[Rows from a dataset]
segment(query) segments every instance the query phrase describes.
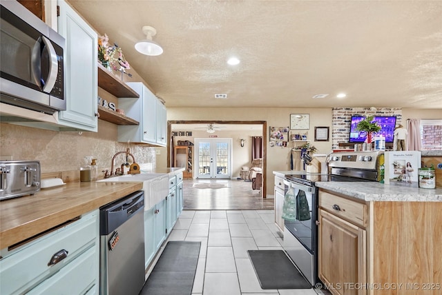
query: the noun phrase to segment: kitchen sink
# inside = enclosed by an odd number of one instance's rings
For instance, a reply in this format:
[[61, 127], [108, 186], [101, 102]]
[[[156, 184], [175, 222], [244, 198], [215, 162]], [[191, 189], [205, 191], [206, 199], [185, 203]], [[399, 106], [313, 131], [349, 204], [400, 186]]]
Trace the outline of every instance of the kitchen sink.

==

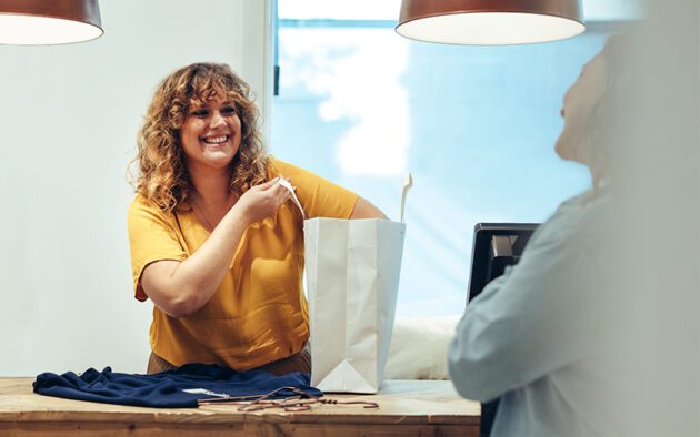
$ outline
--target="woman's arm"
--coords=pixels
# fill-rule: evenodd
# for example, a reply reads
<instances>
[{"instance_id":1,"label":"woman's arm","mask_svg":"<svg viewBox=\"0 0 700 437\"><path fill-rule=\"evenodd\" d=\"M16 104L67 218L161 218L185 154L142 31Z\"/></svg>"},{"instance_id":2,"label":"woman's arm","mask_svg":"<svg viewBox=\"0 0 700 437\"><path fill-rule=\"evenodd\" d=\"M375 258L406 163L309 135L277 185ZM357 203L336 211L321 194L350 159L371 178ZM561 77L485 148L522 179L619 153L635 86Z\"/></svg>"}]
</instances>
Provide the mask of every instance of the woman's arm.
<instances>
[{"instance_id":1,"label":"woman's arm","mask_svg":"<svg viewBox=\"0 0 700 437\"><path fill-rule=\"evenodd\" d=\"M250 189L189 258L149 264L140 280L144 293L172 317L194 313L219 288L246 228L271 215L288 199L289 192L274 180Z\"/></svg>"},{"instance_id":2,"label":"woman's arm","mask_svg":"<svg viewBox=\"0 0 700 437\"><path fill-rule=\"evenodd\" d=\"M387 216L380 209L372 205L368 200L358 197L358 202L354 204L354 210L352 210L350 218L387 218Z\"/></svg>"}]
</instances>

Exercise task –
Edit the lines from the one with "segment(query) segments every" up to and including the one with "[[61, 127], [108, 186], [101, 102]]" so that "kitchen sink" becomes "bathroom sink", keeping everything else the same. Give back only those lines, and leave the pictures out.

Result for this task –
segment(query) segments every instance the query phrase describes.
query: the noun phrase to segment: bathroom sink
# inside = enclosed by an odd number of one instance's rings
For instance, a reply in this format:
[[61, 127], [108, 186], [101, 102]]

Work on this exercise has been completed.